§ **How to complete this task**
Could you print each of the records below exactly?

[Stored items]
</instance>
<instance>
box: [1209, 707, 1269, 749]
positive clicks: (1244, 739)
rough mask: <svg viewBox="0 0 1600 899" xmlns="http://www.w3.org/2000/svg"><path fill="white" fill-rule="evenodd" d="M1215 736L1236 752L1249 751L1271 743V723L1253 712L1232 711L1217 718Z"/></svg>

§ **The answer**
</instance>
<instance>
box: [1209, 707, 1269, 749]
positive clicks: (1244, 739)
rough mask: <svg viewBox="0 0 1600 899" xmlns="http://www.w3.org/2000/svg"><path fill="white" fill-rule="evenodd" d="M1215 736L1236 752L1249 751L1271 743V723L1253 712L1232 711L1217 718Z"/></svg>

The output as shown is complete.